• _Set exercise 1_: Name every person mentioned in the mailing-list thread about numeric performance below.

• _Source_:
Perhaps numeric's performance could be greatly improved in cases where the precision is low enough to map to an
int/bigint.That would get us closer to eliminating money as well as give other uses a big win. Of course, how to do
thatand not break pg_upgrade is a huge question...
 
-- 
Jim Nasby, Data Architect, Blue Treble Consulting
Data in Trouble? Get it in Treble! http://BlueTreble.com



Re: Let's drop two obsolete features which are bear-traps for novices

From
Tatsuo Ishii
Date:
> The performance of our numeric vs Oracle's was a common complaint when
> I was at EnterpriseDB (in 2007).
> 
> Perhaps numeric's performance could be greatly improved in cases where
> the precision is low enough to map to an int/bigint. That would get us
> closer to eliminating money as well as give other uses a big win. Of
> course, how to do that and not break pg_upgrade is a huge question...

Just out of curiosity, why is Oracle's NUMBER (I assume you are
talking about this) so fast?

Best regards,
--
Tatsuo Ishii
SRA OSS, Inc. Japan
English: http://www.sraoss.co.jp/index_en.php
Japanese:http://www.sraoss.co.jp



Re: Let's drop two obsolete features which are bear-traps for novices

From
Kevin Grittner
Date:
Alvaro Herrera <alvherre@2ndquadrant.com> wrote:

> There is a real advantage of money over numeric in the performance
> front.  I haven't measured it, but suffice to say that money uses
> integer operations which map almost directly to CPU instructions,
> whereas numeric needs to decode from our varlena base-10000 digit
> format, operate on digits at a time, then encode back.  No matter how
> much you optimize numeric, it's never going to outperform stuff that
> runs practically on bare electrons.  As far as I recall, some TPCH
> queries run aggregations on currency columns.

• _Set exercise 2_: Pick out each line of the records below that contains the word "drop", matching case exactly.

• _Supplied data_:
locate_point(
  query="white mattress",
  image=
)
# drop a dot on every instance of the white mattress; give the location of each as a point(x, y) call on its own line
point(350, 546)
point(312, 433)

==

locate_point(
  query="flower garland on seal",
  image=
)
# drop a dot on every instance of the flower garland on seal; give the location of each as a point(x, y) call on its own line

• _Full solution 1_: Jim Nasby, Tatsuo Ishii, Kevin Grittner, Alvaro Herrera

• _Full solution 2_:
# drop a dot on every instance of the white mattress; give the location of each as a point(x, y) call on its own line
# drop a dot on every instance of the flower garland on seal; give the location of each as a point(x, y) call on its own line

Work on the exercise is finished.